### Problem description:
All of the entries are to be repeated exactly, with no pictures included.

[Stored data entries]
————————
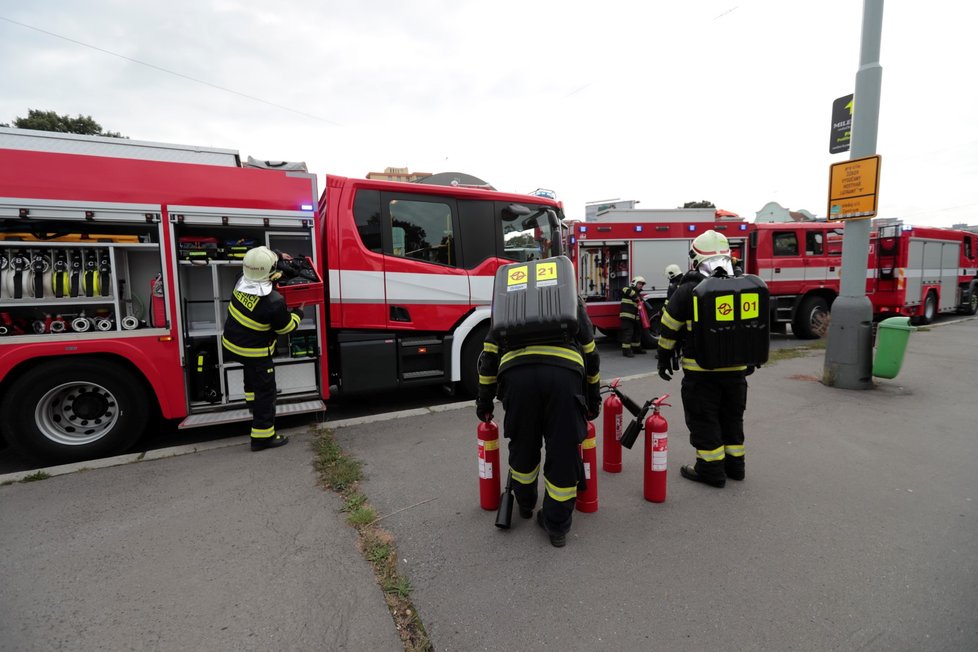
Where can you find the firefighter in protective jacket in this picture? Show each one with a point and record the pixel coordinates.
(257, 315)
(631, 321)
(714, 400)
(548, 392)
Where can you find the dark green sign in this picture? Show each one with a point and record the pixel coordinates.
(841, 125)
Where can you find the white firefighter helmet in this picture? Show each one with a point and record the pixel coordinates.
(710, 251)
(259, 264)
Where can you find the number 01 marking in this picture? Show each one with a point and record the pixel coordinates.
(749, 306)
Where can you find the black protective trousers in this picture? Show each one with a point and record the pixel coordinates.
(714, 405)
(259, 379)
(630, 334)
(545, 405)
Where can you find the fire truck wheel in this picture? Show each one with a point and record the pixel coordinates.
(971, 307)
(811, 320)
(930, 310)
(471, 350)
(72, 410)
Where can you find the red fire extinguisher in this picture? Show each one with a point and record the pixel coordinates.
(656, 451)
(587, 500)
(488, 434)
(611, 461)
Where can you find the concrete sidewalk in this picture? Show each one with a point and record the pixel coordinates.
(855, 528)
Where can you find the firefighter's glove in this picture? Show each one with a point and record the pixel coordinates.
(593, 402)
(665, 366)
(483, 410)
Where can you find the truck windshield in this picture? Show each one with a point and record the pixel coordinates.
(531, 237)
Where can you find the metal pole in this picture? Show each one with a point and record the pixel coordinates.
(848, 356)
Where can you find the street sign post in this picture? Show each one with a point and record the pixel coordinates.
(841, 124)
(853, 188)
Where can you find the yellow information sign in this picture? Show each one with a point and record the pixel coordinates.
(546, 274)
(853, 188)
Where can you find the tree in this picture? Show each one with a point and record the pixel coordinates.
(51, 121)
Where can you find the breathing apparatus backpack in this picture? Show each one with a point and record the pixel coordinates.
(535, 303)
(731, 321)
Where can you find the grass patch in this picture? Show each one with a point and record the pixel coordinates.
(342, 473)
(362, 516)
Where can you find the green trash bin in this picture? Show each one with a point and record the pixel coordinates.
(891, 343)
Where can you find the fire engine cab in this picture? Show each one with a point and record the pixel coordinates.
(118, 259)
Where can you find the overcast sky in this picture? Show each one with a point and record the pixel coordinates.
(723, 100)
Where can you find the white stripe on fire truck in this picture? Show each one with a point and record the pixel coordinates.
(358, 286)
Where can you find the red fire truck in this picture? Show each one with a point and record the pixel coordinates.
(923, 271)
(119, 258)
(915, 271)
(622, 243)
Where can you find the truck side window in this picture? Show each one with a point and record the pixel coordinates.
(422, 230)
(786, 243)
(813, 243)
(366, 213)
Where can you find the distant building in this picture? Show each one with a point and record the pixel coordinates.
(775, 212)
(397, 174)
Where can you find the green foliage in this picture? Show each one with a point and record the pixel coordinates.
(65, 124)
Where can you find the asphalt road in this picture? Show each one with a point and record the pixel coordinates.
(854, 530)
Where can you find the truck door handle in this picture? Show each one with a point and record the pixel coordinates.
(400, 313)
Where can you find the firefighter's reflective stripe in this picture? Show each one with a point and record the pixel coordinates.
(248, 352)
(560, 494)
(690, 365)
(669, 321)
(246, 321)
(526, 478)
(262, 433)
(734, 451)
(291, 326)
(554, 351)
(714, 455)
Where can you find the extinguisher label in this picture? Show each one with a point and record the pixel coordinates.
(660, 447)
(485, 470)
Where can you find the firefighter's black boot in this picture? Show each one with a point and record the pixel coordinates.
(734, 467)
(260, 444)
(712, 479)
(557, 539)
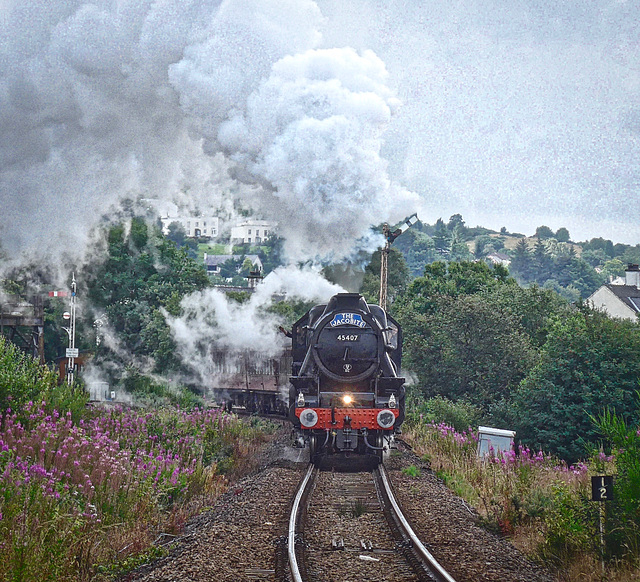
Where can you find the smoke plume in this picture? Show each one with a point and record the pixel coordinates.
(200, 103)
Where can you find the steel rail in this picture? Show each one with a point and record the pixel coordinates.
(417, 544)
(293, 518)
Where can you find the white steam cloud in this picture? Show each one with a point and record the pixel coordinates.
(112, 100)
(210, 319)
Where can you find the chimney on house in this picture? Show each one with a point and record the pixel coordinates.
(632, 276)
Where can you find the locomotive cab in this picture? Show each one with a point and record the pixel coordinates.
(346, 395)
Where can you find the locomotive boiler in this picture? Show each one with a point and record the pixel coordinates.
(346, 394)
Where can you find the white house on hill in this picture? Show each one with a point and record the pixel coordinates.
(252, 231)
(622, 301)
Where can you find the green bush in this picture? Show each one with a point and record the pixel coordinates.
(623, 512)
(23, 379)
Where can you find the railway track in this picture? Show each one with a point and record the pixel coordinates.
(348, 526)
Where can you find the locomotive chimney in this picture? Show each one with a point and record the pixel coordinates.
(632, 276)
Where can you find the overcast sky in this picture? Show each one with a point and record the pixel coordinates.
(515, 113)
(326, 115)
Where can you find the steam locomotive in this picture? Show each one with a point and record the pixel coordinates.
(346, 395)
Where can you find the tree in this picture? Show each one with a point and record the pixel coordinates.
(588, 363)
(460, 340)
(142, 274)
(521, 264)
(543, 232)
(562, 235)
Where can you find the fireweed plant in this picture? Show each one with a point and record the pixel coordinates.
(522, 493)
(76, 495)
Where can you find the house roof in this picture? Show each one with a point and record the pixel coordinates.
(215, 260)
(628, 294)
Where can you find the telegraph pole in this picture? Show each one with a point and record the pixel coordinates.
(72, 351)
(384, 254)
————————
### Written solution:
Where can you find the firefighter in protective jacket in this picture? Show each one with a point and record the pixel coordinates.
(257, 315)
(631, 321)
(714, 400)
(548, 392)
Where can you find the dark green sign in this picture? Show each one with a point and record the pixel coordinates.
(841, 125)
Where can you find the white firefighter helmet in this picture? Show each one with a point and record the pixel coordinates.
(710, 251)
(259, 264)
Where can you find the number 01 marking in this picture? Show each one with a point and record the pixel coordinates.
(749, 306)
Where can you find the black protective trousers in this picture? Show each one with a point and record the pixel coordinates.
(714, 405)
(259, 379)
(630, 334)
(545, 405)
Where can you find the fire truck wheel in this picture? Show each one with a point and record the pixel coordinates.
(971, 307)
(811, 320)
(930, 310)
(471, 350)
(72, 410)
Where can you find the red fire extinguisher in this picture? Show each one with a point and record the pixel coordinates.
(656, 451)
(587, 500)
(488, 434)
(611, 461)
Where can you find the concrete sidewalk in this picture? Show each one with a point and record the pixel coordinates.
(855, 528)
Where can you find the firefighter's glove in this picture? Show each one with a point and record the pixel coordinates.
(593, 402)
(665, 366)
(483, 410)
Where can you find the truck windshield in this picture? Show each one with a point and record the pixel coordinates.
(531, 237)
Where can you find the metal pole in this picture? Show each one with a point and record the pixel coordinates.
(848, 356)
Where can you find the street sign post in this picture? Show each one with a point and record the pixel coordinates.
(841, 124)
(853, 188)
Where can you find the yellow information sign in this picture? Show each one with a point and record the pixel coordinates.
(546, 274)
(853, 188)
Where can you find the tree in this picture? Show each one with a point and record the pixel coordinates.
(51, 121)
Where can you find the breathing apparatus backpack in this picture? Show each one with a point and record the pixel coordinates.
(535, 303)
(731, 321)
Where can you find the grass patch in this picture? Show each one with a point and record the pixel coordinates.
(342, 473)
(362, 516)
Where can you find the green trash bin in this picture? Show each one with a point and record the pixel coordinates.
(891, 343)
Where can you find the fire engine cab in this picture? Show each one with a point and record the pixel coordinates.
(118, 259)
Where can you find the overcast sky in this picture? Show each one with a point and record the pixel coordinates.
(723, 100)
Where can you find the white stripe on fire truck in this picture? Show each one with a point and record the pixel coordinates.
(358, 286)
Where can you find the red fire truck in this picture? Show each one with a point and record the pixel coordinates.
(923, 271)
(119, 258)
(915, 271)
(622, 243)
Where can you find the truck side window in this picture? Show each one with a point and record the pixel coordinates.
(422, 230)
(786, 243)
(813, 243)
(366, 213)
Where can you find the distant building in this picture? Show each one with a point and record the pixel coordinates.
(775, 212)
(397, 174)
Where can you find the green foliage in this picture? Show each one with a point and record the pixel coordinates.
(65, 124)
Where can you find the asphalt road in this picture? Show each one with a point and record the pixel coordinates.
(854, 530)
Where can you find the truck door handle in this picture? Show each one with a point and record the pixel coordinates.
(400, 313)
Where can you find the firefighter's reflective stripe in this picture? Show each one with a point and record the pixel coordinates.
(248, 352)
(560, 494)
(690, 365)
(669, 321)
(246, 321)
(526, 478)
(262, 433)
(734, 451)
(291, 326)
(554, 351)
(714, 455)
Where can you find the extinguisher label in this picture? Show each one with a point and record the pixel coordinates.
(660, 447)
(485, 470)
Where can you find the firefighter's black boot in this picture? Show each one with a point and record the pixel coordinates.
(734, 467)
(260, 444)
(712, 479)
(557, 539)
Where can you find the smoke plume in this picture? Show each one with a point and record the pixel coordinates.
(200, 103)
Where can you find the steel rail in this picture? Show each one with a point and record the pixel coordinates.
(417, 544)
(293, 518)
Where can you find the white steam cloud in this picture? Show each one with a point and record the pixel coordinates.
(112, 100)
(210, 319)
Where can you find the chimney on house in this picture? Show each one with a point and record the pixel coordinates.
(632, 276)
Where can you find the locomotive cab in this picture? Show each one with a point and record the pixel coordinates.
(346, 395)
Where can you find the locomotive boiler in this picture? Show each one with a point and record the pixel coordinates.
(346, 394)
Where can you find the white house on hill in this picture? Show each one with a point and record the pixel coordinates.
(252, 231)
(622, 301)
Where can you find the green bush in this picture? Show each one with a point and record the pixel coordinates.
(623, 512)
(23, 379)
Where can you find the railway track in this picture? Show each one with a point and record the pixel coordinates.
(348, 526)
Where can you find the locomotive chimney in this picture? Show each one with a point and record the pixel coordinates.
(632, 276)
Where can you find the overcast sky in this picture? Show each one with a point and record the pixel coordinates.
(515, 113)
(326, 115)
Where can you find the steam locomotive in this picture? Show each one with a point and record the pixel coordinates.
(346, 395)
Where can you find the tree in this picture? Show each one with a point and record the pixel coordinates.
(588, 363)
(460, 340)
(142, 274)
(521, 264)
(543, 232)
(562, 235)
Where can you find the fireweed plant in this picture? Show each one with a point and record the pixel coordinates.
(522, 493)
(76, 495)
Where can you find the house roof in this picture? Show each one with a point and record the pixel coordinates.
(215, 260)
(628, 294)
Where can you find the telegraph pole in this picture? Show each one with a point and record the pixel coordinates.
(72, 351)
(384, 254)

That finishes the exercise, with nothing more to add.